* BEGIN EXTRACTED MATERIAL *
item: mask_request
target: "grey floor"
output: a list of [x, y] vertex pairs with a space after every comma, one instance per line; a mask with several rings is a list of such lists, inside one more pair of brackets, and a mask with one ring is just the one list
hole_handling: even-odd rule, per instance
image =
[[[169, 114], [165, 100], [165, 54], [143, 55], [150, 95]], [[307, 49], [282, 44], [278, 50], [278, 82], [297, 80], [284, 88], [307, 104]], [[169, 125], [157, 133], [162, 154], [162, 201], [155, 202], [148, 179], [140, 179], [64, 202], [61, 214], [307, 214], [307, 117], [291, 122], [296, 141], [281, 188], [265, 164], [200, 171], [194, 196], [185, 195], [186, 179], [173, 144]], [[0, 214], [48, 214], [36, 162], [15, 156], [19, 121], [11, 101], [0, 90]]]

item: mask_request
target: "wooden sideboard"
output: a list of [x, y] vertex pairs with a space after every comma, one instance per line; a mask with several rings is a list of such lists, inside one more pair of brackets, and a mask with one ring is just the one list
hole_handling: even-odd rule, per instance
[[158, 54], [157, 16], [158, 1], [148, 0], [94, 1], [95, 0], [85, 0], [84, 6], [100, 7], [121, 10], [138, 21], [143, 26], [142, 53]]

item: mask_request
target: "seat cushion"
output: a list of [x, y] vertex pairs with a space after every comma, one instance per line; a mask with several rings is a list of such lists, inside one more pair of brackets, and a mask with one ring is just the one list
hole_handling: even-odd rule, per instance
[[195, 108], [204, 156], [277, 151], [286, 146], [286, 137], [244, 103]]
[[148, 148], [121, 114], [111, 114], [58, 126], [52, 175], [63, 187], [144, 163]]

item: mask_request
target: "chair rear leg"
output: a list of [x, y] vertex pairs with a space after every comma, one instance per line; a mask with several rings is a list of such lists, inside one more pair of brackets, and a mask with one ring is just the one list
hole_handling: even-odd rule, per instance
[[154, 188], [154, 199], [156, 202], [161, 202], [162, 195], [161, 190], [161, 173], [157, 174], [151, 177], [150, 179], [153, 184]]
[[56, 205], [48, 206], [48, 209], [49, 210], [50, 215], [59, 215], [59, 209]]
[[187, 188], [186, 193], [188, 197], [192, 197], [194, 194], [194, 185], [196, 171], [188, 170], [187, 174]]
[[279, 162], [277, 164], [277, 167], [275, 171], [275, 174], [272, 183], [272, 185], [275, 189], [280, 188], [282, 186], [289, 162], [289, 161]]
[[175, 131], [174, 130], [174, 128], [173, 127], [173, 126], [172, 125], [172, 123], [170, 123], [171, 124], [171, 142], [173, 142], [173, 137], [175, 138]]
* END EXTRACTED MATERIAL *
PROBLEM STATEMENT:
Reproduce verbatim the lines from the start of the records through the line containing "187], [144, 163]]", both included.

OUTPUT OF THE TASK:
item: mask_request
target: "grey floor"
output: a list of [x, y] vertex pairs with a space after every comma, one instance per line; a mask with several rings is a list of such lists, inside one more pair of brackets, and a mask with one ring is just the one list
hole_handling: even-odd rule, per instance
image =
[[[169, 114], [165, 100], [165, 54], [143, 55], [150, 95]], [[307, 49], [282, 44], [278, 50], [278, 82], [297, 80], [284, 88], [307, 104]], [[169, 125], [157, 133], [162, 154], [162, 201], [155, 202], [148, 179], [140, 179], [64, 202], [61, 214], [307, 214], [307, 117], [291, 122], [296, 141], [281, 188], [265, 164], [200, 171], [194, 196], [185, 195], [186, 179], [173, 144]], [[0, 214], [48, 214], [36, 162], [15, 156], [19, 121], [11, 101], [0, 90]]]

item: mask_request
target: "wooden sideboard"
output: a list of [x, y] vertex pairs with a space after every comma, one instance per line; a mask with several rings is a list of such lists, inside one more pair of brackets, and a mask with one ring is just the one list
hole_handling: even-odd rule, per instance
[[158, 54], [157, 16], [158, 1], [148, 0], [94, 1], [95, 0], [85, 0], [84, 6], [100, 7], [121, 10], [138, 21], [143, 26], [142, 53]]

item: mask_request
target: "seat cushion"
output: a list of [x, y] vertex pairs with a space after every comma, one instance per line; a mask with several rings is a list of such lists, inside one more pair of brackets, and a mask with one ring is just the one list
hole_handling: even-odd rule, per instance
[[195, 108], [204, 156], [277, 151], [286, 146], [286, 137], [244, 103]]
[[148, 148], [121, 114], [111, 114], [58, 126], [52, 175], [63, 187], [144, 163]]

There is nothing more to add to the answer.